#### Exercise task
Every record below should be printed exactly as it appears.

#### Exercise materials
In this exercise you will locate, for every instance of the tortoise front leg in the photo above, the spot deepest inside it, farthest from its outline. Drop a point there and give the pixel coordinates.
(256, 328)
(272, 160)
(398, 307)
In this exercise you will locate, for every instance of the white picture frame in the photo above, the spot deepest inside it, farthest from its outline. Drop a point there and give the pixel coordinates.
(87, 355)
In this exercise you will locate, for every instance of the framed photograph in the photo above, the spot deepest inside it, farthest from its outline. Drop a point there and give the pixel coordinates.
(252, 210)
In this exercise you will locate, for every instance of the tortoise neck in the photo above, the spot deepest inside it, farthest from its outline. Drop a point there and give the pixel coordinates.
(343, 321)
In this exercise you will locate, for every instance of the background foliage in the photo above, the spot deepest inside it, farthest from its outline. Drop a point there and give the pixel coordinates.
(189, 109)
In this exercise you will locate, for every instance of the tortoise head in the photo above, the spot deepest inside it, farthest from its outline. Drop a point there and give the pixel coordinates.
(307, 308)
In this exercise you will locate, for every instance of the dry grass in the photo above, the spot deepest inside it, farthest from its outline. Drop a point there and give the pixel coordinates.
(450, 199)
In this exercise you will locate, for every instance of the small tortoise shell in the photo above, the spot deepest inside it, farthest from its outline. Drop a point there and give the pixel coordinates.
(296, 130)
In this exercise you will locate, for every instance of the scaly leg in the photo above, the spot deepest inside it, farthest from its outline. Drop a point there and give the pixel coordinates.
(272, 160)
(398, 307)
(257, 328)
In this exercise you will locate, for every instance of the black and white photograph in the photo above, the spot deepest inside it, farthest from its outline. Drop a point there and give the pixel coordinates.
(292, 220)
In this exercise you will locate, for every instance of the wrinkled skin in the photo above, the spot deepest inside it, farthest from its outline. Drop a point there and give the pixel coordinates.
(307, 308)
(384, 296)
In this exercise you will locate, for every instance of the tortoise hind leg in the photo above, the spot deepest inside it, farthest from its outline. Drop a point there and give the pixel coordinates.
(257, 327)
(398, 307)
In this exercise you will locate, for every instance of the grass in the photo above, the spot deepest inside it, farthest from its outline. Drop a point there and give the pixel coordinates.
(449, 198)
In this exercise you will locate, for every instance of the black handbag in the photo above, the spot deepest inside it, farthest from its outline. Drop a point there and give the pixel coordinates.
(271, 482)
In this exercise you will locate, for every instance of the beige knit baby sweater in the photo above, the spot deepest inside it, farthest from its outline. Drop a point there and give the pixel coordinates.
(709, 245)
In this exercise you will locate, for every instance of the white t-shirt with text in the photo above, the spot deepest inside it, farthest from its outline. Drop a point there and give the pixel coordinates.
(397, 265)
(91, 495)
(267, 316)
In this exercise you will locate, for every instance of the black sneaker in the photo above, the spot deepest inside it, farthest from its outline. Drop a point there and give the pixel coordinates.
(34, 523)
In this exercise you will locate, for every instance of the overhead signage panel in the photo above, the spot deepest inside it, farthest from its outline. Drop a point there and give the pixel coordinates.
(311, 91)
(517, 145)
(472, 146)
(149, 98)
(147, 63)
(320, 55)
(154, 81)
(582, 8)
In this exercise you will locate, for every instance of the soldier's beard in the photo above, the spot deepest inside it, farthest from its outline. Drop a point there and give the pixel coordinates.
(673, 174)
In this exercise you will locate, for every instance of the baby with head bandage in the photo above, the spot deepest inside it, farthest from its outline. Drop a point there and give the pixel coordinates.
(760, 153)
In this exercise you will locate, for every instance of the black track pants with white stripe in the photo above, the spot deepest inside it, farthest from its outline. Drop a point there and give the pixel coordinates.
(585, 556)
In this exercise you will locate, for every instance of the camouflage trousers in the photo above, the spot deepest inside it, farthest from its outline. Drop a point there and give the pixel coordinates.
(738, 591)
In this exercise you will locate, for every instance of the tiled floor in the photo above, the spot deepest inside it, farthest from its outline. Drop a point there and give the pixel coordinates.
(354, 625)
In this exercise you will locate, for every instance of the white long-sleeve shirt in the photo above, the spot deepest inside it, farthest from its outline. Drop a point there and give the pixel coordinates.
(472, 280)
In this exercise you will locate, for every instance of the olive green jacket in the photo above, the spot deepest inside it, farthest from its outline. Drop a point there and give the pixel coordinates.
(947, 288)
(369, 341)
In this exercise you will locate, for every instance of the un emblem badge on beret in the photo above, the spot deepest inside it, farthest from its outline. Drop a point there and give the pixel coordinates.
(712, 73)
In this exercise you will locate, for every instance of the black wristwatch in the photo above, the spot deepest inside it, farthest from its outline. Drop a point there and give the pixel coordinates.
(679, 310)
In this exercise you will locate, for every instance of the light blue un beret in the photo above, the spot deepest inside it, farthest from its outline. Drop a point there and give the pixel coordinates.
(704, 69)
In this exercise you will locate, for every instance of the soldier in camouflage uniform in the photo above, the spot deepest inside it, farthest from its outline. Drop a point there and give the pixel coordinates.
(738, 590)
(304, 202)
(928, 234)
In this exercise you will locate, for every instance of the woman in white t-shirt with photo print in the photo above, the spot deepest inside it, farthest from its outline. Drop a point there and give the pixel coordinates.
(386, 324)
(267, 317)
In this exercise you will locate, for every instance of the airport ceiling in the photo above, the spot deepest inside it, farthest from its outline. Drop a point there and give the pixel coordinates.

#### Response to this task
In this exercise you will locate, for every instance of the tortoise front leg in the photo above, the spot deepest inside it, farthest from its outline. Drop a point there and give the pixel coordinates.
(256, 328)
(272, 160)
(398, 307)
In this exercise you will locate, for every instance of the white picture frame in the photo above, the spot deepest inside it, farthest from its outline. Drop a point there and give the pixel coordinates.
(87, 355)
In this exercise you will locate, for every instance of the framed photograph in the photo above, the spot deepest inside it, farthest from its outline. Drop a point there and give the pixel coordinates.
(252, 210)
In this exercise you will locate, for every instance of the tortoise neck in the photo above, the spot deepest inside it, farthest from its outline. Drop a point there and give the pixel coordinates.
(343, 321)
In this exercise you will locate, for every instance of the background foliage in the photo above, the spot deepest inside it, farthest from its outline. Drop a point there and give the pixel coordinates.
(189, 109)
In this exercise you will locate, for every instance of the tortoise head in the photo above, the spot deepest inside it, farthest from its outline. Drop a point there and give the pixel coordinates.
(307, 308)
In this exercise you will locate, for every instance of the dry grass in the photo above, the spot deepest inside it, farthest from its outline. Drop a point there and give the pixel coordinates.
(450, 199)
In this exercise you will locate, for every instance of the small tortoise shell in the photo above, the spot deepest inside it, farthest from its outline. Drop a point there and give the pixel coordinates.
(296, 130)
In this exercise you will locate, for every instance of the scaly leg in the photo above, the spot deepest inside it, farthest from its outline. Drop a point there and give the pixel coordinates.
(272, 160)
(398, 307)
(257, 328)
In this exercise you will locate, for every instance of the black and white photograph in the photo above, the spot deepest inside it, farthest from its outline. Drop a point there and give the pixel coordinates.
(292, 220)
In this exercise you will locate, for every instance of the wrinkled skin in the photo above, the spot deepest inside it, farthest from its outline. Drop a point there and give the pixel coordinates.
(307, 308)
(384, 296)
In this exercise you will locate, for every instance of the tortoise hind leg in the photo above, the spot deepest inside it, farthest from its outline. Drop a point there and give the pixel coordinates.
(257, 327)
(398, 307)
In this exercise you will locate, for every instance of the grass in the photo above, the spot deepest inside it, farthest from its outline. Drop a point there and give the pixel coordinates.
(449, 198)
In this exercise you will locate, for every instance of the black handbag in the photo above, the spot deepest inside it, farthest from its outline. Drop a point there and give the pixel coordinates.
(271, 482)
In this exercise you will locate, for every instance of the beige knit baby sweater in the photo above, the spot deepest inside it, farthest from its outline. Drop a point there and give the pixel coordinates.
(709, 245)
In this exercise you will locate, for every instance of the white t-shirt with text in the photo above, the spot deepest inside it, farthest from its outline. Drop a point there and give the pixel coordinates.
(397, 265)
(91, 495)
(267, 316)
In this exercise you will locate, for every instance of the black sneaker in the photo above, the spot deepest inside it, farthest from its outline. Drop a point there and give the pixel coordinates.
(34, 523)
In this exercise you will locate, for every instance of the overhead signage panel in the photo above, the spot deepest inside it, farthest from its outline. Drop a point there and give the pixel coordinates.
(311, 91)
(517, 145)
(472, 146)
(149, 98)
(147, 63)
(320, 55)
(154, 81)
(582, 8)
In this exercise you will locate, for every instance of the soldier's beard in the photo above, the spot deepest inside it, farthest from its outline. Drop a point there and give the pixel coordinates.
(673, 174)
In this exercise you will locate, for every instance of the baby with head bandage in the photo above, the spot deepest inside it, farthest from its outline. Drop a point there and give the pixel coordinates.
(760, 153)
In this exercise you will locate, for every instance of the black track pants with white stripe in the photo above, the spot deepest inside it, farthest from its outline. Drop a point there and give the pixel coordinates.
(585, 556)
In this exercise you will locate, for every instance of the camouflage trousers in the photo above, the spot deepest inside it, farthest from its outline. Drop a point there and give the pixel coordinates.
(738, 591)
In this exercise you will locate, for every instance of the tiled floor in the photo above, the spot deepest inside it, farthest from its outline. Drop a point there and give the pixel coordinates.
(354, 625)
In this exercise you will locate, for every instance of the white long-sleeve shirt in the photo above, the spot deepest inside it, farthest from its outline. Drop a point there and give the pixel coordinates.
(472, 280)
In this exercise you will locate, for every instance of the olive green jacket in the photo above, the spot deepest inside it, farthest from its outline. Drop a point there and give the pixel coordinates.
(947, 288)
(369, 341)
In this exercise you will locate, for every instance of the un emblem badge on beret in the photo above, the spot deepest inside it, farthest from its outline. Drop a point there and give the pixel coordinates.
(712, 73)
In this exercise you will locate, for every instance of the black wristwatch in the photo above, the spot deepest inside it, farthest from its outline. Drop a point there and give the pixel coordinates.
(679, 310)
In this exercise you will locate, for every instance of the light blue un beret in the photo above, the spot deepest inside it, farthest from its outline. Drop a point there and give the pixel coordinates.
(704, 69)
In this exercise you will locate, for every instance of the soldier in camouflage uniform in the photo above, the spot deepest inside it, farthest from its outline. Drop a point there and give the pixel coordinates.
(738, 590)
(304, 202)
(928, 234)
In this exercise you will locate, for every instance of the woman in white t-shirt with photo print in the photo above, the spot deepest inside it, farthest from its outline. Drop a point there and give the pixel coordinates.
(386, 324)
(267, 317)
In this exercise you will locate, for every instance of the airport ceiling in the photo above, the spot deepest inside it, farthest from its outline. Drop a point there and give the pixel coordinates.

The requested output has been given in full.